### What is expected:
This task calls for every entry below to be repeated exactly, without the pictures.

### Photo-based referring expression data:
^^^^
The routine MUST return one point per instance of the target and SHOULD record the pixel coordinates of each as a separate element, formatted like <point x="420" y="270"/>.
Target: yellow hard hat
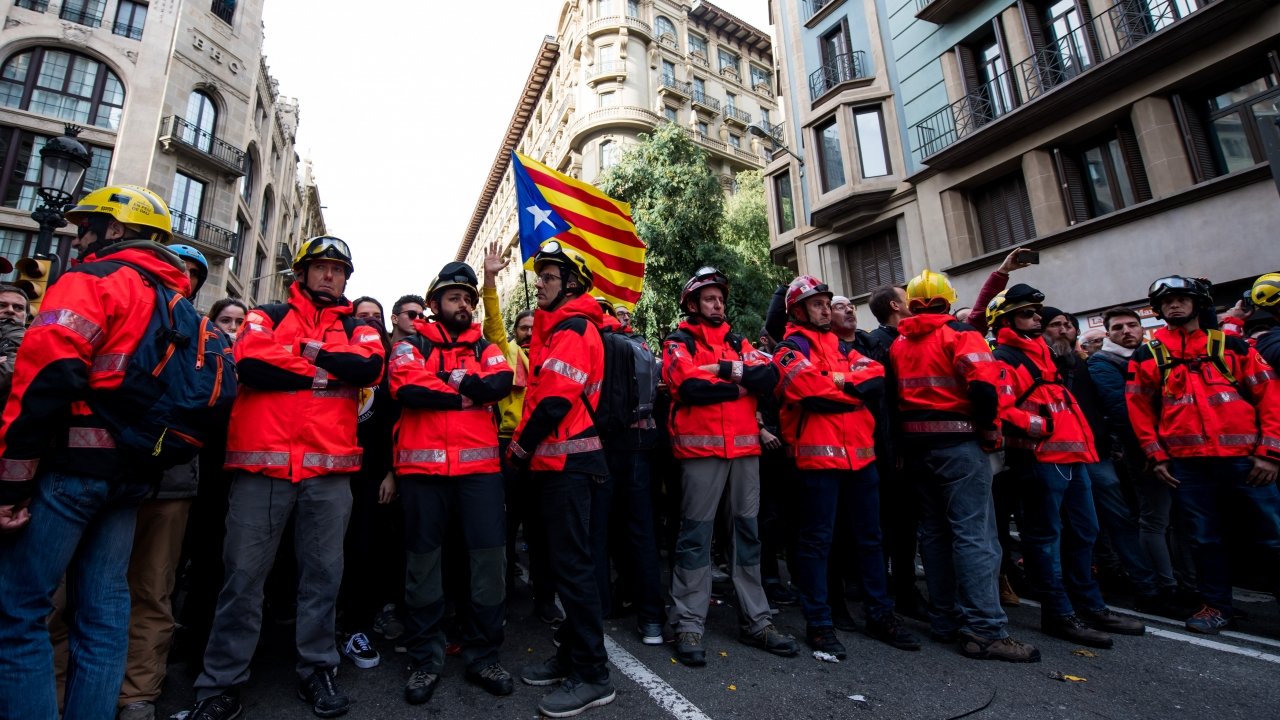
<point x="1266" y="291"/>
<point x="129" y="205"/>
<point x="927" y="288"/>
^^^^
### Solved problem:
The routine MUST return one point per instance of the target and SHOULD record the pixel coordinates of each as a separate element, formatted like <point x="420" y="270"/>.
Target: yellow hard hat
<point x="1266" y="291"/>
<point x="129" y="205"/>
<point x="927" y="288"/>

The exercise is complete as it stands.